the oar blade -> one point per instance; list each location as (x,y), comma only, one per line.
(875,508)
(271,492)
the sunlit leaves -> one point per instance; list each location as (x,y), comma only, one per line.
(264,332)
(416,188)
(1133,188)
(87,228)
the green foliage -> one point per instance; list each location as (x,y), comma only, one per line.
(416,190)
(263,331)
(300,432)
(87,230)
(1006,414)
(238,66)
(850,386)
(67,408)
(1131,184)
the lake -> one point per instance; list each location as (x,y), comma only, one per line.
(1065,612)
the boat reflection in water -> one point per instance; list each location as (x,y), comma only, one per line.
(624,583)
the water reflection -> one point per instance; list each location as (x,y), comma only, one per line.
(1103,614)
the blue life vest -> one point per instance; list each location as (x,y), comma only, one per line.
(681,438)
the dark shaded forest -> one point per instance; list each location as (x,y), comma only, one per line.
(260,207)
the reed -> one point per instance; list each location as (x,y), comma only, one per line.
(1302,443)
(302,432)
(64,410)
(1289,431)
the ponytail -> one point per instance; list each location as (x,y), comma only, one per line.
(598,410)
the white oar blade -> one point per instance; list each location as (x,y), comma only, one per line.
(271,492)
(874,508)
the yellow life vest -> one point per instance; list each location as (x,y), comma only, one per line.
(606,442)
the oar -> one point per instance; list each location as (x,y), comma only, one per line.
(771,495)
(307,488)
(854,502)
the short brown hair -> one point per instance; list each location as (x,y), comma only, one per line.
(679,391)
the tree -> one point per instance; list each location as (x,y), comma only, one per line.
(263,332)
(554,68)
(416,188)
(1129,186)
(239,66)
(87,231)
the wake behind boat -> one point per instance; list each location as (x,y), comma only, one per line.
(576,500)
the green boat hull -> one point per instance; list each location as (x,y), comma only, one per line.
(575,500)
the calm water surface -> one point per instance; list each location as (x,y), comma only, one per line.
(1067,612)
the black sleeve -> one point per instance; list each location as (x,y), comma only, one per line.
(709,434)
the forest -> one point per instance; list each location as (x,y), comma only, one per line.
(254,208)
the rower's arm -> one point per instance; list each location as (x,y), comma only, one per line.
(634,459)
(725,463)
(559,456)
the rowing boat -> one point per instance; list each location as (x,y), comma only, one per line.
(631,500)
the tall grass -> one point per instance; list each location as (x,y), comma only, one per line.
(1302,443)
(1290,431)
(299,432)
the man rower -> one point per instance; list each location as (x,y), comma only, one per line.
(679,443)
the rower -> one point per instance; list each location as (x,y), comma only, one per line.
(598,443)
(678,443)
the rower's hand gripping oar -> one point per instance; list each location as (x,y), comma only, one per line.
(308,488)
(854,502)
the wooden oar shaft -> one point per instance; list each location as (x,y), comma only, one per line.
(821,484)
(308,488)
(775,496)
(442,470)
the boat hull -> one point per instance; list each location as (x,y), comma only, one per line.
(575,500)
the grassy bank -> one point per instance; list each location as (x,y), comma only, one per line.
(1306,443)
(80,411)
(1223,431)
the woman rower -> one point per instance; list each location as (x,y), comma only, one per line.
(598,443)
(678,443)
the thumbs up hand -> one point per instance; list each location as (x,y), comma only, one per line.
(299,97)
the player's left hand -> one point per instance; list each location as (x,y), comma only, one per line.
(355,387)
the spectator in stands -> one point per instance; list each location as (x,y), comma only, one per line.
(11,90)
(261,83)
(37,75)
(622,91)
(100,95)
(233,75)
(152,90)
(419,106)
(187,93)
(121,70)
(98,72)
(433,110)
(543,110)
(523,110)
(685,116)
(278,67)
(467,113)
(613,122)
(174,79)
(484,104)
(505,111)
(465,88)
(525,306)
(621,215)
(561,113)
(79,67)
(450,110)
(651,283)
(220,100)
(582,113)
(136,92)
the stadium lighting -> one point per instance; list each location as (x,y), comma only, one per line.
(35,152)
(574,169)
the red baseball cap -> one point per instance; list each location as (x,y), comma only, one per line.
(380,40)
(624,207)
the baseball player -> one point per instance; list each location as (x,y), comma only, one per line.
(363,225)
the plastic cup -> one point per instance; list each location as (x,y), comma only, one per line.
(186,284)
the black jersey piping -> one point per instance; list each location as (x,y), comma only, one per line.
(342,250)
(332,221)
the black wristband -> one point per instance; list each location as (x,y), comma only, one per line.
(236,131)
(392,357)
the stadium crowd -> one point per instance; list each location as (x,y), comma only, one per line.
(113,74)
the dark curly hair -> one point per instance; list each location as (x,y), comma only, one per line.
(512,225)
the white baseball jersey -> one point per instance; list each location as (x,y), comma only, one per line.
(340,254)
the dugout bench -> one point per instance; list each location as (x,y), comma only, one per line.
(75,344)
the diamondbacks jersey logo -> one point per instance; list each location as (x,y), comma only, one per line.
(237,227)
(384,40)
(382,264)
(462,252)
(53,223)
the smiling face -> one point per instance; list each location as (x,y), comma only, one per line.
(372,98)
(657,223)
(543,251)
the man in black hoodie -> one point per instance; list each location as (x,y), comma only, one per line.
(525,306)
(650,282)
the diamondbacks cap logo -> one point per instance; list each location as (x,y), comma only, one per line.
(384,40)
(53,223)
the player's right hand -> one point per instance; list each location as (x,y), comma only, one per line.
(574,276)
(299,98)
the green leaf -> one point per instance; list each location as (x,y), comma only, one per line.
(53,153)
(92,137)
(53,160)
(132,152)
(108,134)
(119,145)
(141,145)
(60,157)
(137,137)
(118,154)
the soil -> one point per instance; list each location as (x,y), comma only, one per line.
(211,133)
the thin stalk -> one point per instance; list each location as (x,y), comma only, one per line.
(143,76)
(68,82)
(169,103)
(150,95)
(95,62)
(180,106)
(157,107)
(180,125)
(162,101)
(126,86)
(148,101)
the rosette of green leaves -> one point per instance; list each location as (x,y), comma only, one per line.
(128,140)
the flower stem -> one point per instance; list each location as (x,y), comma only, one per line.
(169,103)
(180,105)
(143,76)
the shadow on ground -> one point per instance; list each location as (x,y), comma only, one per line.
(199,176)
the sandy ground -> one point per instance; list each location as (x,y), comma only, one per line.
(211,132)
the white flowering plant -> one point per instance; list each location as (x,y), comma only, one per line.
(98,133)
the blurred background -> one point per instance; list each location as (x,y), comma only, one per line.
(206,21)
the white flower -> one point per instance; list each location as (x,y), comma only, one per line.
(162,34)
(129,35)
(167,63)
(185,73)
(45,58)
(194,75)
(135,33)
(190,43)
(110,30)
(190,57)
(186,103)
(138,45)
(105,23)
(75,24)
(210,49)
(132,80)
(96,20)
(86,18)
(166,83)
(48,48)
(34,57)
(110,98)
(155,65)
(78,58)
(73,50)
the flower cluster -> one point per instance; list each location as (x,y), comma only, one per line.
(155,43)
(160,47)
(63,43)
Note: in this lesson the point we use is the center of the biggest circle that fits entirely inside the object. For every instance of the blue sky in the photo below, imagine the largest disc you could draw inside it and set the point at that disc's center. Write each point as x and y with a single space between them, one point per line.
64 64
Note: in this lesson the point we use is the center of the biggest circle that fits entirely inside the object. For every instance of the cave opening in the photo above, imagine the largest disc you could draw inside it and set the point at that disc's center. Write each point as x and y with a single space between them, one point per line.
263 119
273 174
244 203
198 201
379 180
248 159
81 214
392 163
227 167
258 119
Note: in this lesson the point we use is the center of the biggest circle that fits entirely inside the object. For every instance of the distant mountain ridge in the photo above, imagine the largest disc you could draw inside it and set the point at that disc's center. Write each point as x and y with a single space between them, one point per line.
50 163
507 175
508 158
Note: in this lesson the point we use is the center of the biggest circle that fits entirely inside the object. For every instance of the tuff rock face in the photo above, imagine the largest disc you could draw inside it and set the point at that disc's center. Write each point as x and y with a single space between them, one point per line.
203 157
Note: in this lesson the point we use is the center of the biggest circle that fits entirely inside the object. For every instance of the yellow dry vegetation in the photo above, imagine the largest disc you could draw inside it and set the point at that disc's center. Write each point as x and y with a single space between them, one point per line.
■ ■ ■ ■
## Problem description
From the line that contains "of the distant" to the last line of the material above, repeat every line exactly, keeping both the first and the last.

## Answer to the exercise
Note: in this lesson the point we use is the center of the biggest circle that fits entirely inside the object. For every instance of the distant mountain ridge in the photo above, imagine the largest disc you could draw inside it and set the point at that disc's center. Write each point as x and y with a single space between them, one point per line.
50 163
507 175
508 158
Note: in this lesson the point we use is the center of the biggest circle that fits entirely inside the object. For every instance of the tuff rock face in the photo above, imagine the largest disc you could draw inside it and set the point at that disc's center. Write each point as x and y with a single space between them, one point per line.
203 157
Note: in this lesson the point we use is the center of the biggest circle that fits entirely inside the object. For every instance of the yellow dry vegetation in the photo above, imagine the largest disc you could draw inside it and set the point at that disc's center. Write each point as x and y with a single space between them, one point per line.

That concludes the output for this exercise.